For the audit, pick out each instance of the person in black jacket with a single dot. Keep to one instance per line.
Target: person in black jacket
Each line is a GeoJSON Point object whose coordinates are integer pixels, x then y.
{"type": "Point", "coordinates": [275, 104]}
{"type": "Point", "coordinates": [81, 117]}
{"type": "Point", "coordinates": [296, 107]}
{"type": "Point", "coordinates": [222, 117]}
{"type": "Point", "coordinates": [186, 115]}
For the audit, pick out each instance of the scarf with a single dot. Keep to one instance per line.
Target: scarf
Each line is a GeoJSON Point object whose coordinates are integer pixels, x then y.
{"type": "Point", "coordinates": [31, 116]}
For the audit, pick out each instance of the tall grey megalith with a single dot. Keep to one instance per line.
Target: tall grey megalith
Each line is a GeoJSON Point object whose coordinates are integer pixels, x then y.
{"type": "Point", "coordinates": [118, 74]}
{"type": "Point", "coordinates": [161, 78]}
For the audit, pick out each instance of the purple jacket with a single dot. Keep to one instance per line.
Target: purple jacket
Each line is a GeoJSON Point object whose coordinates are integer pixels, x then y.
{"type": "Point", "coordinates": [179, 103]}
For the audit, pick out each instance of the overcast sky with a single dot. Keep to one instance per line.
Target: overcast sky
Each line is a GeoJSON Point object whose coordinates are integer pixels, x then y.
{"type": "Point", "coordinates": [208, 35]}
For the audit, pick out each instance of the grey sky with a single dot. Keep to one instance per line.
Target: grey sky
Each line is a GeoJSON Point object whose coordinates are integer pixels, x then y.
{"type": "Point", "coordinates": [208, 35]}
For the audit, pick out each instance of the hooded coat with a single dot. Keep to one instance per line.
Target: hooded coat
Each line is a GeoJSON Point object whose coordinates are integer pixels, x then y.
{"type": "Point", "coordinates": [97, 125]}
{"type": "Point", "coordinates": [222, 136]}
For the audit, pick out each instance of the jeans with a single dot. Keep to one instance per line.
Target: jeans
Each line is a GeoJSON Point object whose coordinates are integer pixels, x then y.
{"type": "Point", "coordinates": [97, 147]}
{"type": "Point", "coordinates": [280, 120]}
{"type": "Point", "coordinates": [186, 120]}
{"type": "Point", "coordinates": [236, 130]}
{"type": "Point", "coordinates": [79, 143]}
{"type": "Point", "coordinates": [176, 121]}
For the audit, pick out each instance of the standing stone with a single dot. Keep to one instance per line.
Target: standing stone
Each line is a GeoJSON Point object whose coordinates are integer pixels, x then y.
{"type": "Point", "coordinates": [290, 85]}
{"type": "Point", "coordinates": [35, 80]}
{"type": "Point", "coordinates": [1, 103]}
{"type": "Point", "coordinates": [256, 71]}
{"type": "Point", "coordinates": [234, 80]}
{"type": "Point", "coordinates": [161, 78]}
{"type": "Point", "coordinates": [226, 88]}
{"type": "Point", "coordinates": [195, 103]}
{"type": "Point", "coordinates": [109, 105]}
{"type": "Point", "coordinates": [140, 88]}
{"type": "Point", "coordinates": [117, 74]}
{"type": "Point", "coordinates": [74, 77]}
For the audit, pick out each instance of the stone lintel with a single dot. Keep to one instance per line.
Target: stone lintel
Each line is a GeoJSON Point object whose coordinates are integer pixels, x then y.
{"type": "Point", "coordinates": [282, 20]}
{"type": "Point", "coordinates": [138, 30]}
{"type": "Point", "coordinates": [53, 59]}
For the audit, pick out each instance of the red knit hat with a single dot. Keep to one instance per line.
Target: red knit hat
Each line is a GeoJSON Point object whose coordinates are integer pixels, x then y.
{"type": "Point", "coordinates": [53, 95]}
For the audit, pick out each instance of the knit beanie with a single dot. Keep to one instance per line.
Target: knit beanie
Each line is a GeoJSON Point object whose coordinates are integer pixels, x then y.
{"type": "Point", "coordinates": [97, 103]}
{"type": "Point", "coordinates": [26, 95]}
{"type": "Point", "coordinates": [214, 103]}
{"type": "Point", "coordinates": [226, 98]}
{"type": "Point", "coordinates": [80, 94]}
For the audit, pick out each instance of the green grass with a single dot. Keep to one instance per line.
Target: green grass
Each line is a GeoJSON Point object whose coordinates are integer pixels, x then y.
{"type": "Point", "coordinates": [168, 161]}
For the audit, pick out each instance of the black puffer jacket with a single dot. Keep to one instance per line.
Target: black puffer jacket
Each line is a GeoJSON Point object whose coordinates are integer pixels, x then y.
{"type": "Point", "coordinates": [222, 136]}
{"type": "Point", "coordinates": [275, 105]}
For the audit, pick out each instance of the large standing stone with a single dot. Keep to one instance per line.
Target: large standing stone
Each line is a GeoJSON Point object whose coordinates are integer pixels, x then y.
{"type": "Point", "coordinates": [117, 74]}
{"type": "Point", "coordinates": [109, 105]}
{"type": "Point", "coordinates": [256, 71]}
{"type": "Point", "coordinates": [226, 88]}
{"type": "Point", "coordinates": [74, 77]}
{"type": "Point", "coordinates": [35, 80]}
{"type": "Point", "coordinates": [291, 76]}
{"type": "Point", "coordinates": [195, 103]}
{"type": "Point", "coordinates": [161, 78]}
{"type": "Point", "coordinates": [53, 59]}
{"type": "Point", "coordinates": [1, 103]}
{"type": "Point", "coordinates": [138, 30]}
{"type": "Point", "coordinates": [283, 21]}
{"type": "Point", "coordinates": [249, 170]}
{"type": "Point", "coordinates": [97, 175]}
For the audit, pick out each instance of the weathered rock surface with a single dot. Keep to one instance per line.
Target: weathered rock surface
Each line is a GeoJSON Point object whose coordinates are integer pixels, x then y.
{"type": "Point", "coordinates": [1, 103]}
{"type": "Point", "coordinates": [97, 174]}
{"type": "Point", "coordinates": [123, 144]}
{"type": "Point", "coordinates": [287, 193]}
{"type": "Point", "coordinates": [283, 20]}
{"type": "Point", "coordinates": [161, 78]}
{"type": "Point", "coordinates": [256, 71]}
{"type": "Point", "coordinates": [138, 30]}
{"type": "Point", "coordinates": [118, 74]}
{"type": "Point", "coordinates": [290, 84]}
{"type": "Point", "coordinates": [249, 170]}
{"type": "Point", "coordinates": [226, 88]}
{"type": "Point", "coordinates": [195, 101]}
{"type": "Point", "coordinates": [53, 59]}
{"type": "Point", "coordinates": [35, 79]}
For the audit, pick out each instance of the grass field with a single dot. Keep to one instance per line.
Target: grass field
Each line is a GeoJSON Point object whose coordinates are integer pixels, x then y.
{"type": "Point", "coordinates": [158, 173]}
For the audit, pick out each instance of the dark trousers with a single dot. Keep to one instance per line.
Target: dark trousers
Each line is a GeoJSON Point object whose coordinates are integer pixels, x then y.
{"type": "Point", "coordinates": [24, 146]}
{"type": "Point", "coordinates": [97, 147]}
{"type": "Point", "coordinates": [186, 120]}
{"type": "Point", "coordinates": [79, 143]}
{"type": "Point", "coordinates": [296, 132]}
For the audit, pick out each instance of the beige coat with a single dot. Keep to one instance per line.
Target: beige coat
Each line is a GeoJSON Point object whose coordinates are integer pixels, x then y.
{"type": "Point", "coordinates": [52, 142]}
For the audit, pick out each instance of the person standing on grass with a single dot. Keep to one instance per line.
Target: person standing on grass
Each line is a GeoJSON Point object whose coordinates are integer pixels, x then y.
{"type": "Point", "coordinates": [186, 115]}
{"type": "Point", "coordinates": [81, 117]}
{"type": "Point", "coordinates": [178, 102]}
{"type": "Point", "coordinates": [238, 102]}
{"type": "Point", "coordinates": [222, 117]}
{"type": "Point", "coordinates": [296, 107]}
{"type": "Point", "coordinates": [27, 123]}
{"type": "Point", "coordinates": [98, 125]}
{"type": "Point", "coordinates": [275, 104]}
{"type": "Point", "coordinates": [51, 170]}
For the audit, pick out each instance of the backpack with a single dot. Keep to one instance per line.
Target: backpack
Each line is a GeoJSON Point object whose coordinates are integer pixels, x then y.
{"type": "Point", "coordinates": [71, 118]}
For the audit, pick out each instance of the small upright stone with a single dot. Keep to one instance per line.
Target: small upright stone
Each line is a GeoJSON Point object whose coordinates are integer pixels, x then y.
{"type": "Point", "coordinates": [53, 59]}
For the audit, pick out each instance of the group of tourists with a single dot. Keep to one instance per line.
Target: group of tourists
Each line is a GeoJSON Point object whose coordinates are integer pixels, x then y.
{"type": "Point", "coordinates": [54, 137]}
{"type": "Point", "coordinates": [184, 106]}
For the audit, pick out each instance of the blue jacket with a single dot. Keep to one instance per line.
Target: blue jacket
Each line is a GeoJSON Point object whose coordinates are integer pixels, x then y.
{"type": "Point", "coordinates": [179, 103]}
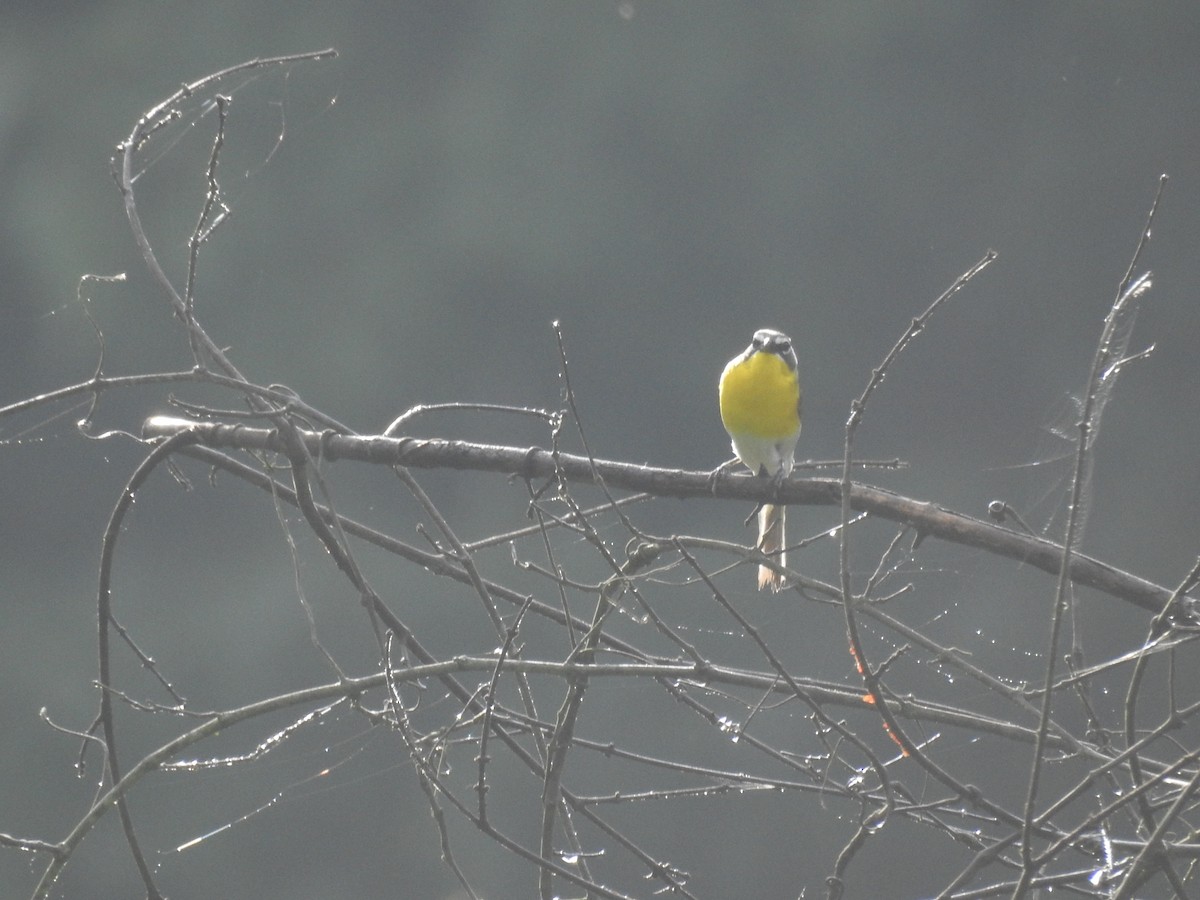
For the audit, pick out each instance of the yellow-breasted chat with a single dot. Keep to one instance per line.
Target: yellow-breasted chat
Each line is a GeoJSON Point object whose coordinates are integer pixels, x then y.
{"type": "Point", "coordinates": [760, 395]}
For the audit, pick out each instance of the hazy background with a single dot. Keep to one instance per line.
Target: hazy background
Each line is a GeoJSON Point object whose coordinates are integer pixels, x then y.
{"type": "Point", "coordinates": [661, 178]}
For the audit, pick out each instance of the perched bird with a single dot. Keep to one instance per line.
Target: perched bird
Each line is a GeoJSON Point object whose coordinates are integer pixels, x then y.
{"type": "Point", "coordinates": [760, 395]}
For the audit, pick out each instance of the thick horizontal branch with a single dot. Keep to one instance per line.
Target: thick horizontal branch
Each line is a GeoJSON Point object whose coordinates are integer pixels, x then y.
{"type": "Point", "coordinates": [533, 463]}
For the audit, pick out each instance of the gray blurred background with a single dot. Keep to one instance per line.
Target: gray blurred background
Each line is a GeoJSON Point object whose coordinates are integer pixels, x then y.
{"type": "Point", "coordinates": [661, 178]}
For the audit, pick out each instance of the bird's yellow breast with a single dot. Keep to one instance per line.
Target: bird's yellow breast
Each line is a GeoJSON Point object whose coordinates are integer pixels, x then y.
{"type": "Point", "coordinates": [760, 396]}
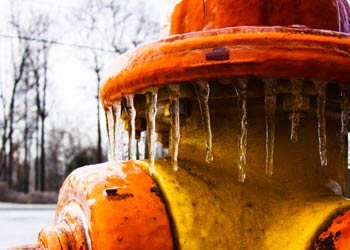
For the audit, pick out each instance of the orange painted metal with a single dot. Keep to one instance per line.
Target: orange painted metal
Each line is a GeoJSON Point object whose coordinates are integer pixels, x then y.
{"type": "Point", "coordinates": [277, 52]}
{"type": "Point", "coordinates": [109, 206]}
{"type": "Point", "coordinates": [196, 15]}
{"type": "Point", "coordinates": [337, 236]}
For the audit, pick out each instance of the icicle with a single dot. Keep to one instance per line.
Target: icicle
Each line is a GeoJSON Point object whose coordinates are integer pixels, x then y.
{"type": "Point", "coordinates": [321, 120]}
{"type": "Point", "coordinates": [202, 92]}
{"type": "Point", "coordinates": [117, 130]}
{"type": "Point", "coordinates": [110, 134]}
{"type": "Point", "coordinates": [241, 89]}
{"type": "Point", "coordinates": [151, 111]}
{"type": "Point", "coordinates": [174, 94]}
{"type": "Point", "coordinates": [132, 115]}
{"type": "Point", "coordinates": [345, 109]}
{"type": "Point", "coordinates": [270, 107]}
{"type": "Point", "coordinates": [297, 86]}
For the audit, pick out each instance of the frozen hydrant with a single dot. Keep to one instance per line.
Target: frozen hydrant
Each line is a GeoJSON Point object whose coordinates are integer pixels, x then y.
{"type": "Point", "coordinates": [251, 98]}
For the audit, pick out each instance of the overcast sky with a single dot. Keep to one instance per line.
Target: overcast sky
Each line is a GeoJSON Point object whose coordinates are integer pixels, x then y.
{"type": "Point", "coordinates": [72, 87]}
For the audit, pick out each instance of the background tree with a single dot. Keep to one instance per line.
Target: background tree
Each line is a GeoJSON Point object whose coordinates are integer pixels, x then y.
{"type": "Point", "coordinates": [113, 27]}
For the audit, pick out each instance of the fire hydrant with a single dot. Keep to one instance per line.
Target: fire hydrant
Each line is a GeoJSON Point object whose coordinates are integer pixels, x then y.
{"type": "Point", "coordinates": [251, 98]}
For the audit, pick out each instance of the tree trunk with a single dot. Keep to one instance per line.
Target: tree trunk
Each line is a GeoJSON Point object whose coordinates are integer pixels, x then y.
{"type": "Point", "coordinates": [43, 117]}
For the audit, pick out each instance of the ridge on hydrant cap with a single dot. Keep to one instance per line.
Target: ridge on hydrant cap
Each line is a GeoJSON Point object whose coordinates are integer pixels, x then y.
{"type": "Point", "coordinates": [232, 35]}
{"type": "Point", "coordinates": [195, 15]}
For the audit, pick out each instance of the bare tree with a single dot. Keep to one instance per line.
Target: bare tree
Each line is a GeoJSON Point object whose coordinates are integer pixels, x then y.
{"type": "Point", "coordinates": [114, 27]}
{"type": "Point", "coordinates": [29, 67]}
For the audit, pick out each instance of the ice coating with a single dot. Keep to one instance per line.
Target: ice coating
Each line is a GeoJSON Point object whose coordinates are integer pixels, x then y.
{"type": "Point", "coordinates": [151, 111]}
{"type": "Point", "coordinates": [110, 134]}
{"type": "Point", "coordinates": [117, 130]}
{"type": "Point", "coordinates": [345, 109]}
{"type": "Point", "coordinates": [321, 121]}
{"type": "Point", "coordinates": [202, 90]}
{"type": "Point", "coordinates": [129, 103]}
{"type": "Point", "coordinates": [174, 94]}
{"type": "Point", "coordinates": [270, 107]}
{"type": "Point", "coordinates": [343, 16]}
{"type": "Point", "coordinates": [297, 86]}
{"type": "Point", "coordinates": [241, 89]}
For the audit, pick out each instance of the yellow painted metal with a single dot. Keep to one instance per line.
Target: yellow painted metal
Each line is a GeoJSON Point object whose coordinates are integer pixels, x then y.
{"type": "Point", "coordinates": [210, 209]}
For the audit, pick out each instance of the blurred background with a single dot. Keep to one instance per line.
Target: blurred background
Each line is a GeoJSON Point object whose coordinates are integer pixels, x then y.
{"type": "Point", "coordinates": [52, 58]}
{"type": "Point", "coordinates": [53, 54]}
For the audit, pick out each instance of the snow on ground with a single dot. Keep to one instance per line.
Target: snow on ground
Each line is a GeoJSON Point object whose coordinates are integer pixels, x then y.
{"type": "Point", "coordinates": [21, 223]}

____

Locate "For the audit, pick out each instance of the bare" in the material, then quote the line that contains it and all lines after it through the final one.

== COMPLETED TASK ==
For the audit, pick out each instance of the bare tree with a single dot. Keep to one instance per line.
Target: bare tree
Each line is a GeoJSON Point object whose coordinates are integer pixels, x then y.
{"type": "Point", "coordinates": [114, 27]}
{"type": "Point", "coordinates": [29, 67]}
For the audit, pick out each instance of the ice coating with a single dot. Keep to one instance per line.
Target: ice coating
Each line is a GeoJSON Point object whose coordinates are integer pixels, x then y.
{"type": "Point", "coordinates": [151, 111]}
{"type": "Point", "coordinates": [110, 134]}
{"type": "Point", "coordinates": [117, 130]}
{"type": "Point", "coordinates": [345, 109]}
{"type": "Point", "coordinates": [321, 121]}
{"type": "Point", "coordinates": [202, 90]}
{"type": "Point", "coordinates": [129, 103]}
{"type": "Point", "coordinates": [174, 94]}
{"type": "Point", "coordinates": [270, 107]}
{"type": "Point", "coordinates": [343, 16]}
{"type": "Point", "coordinates": [297, 86]}
{"type": "Point", "coordinates": [241, 89]}
For the audit, pick out each instance of the yellow painted metal with a single dot. Keep to one instance per line.
Target: yellow painted metal
Each line is a GeoJSON Point object whose coordinates are integer pixels, x then y.
{"type": "Point", "coordinates": [210, 209]}
For the audit, pick out each instance of the blurred background with a single dot. Keep to one instance per line.
Target: blurred background
Each line is a GeoJSON Point object whose coordinates are integer pixels, x then y.
{"type": "Point", "coordinates": [52, 58]}
{"type": "Point", "coordinates": [53, 54]}
For the audit, pick out each instance of the snow on ground with a single dot. Keep to one instance per line.
Target: snow on ground
Each line is a GeoJSON Point object whose coordinates are integer pixels, x then y.
{"type": "Point", "coordinates": [21, 223]}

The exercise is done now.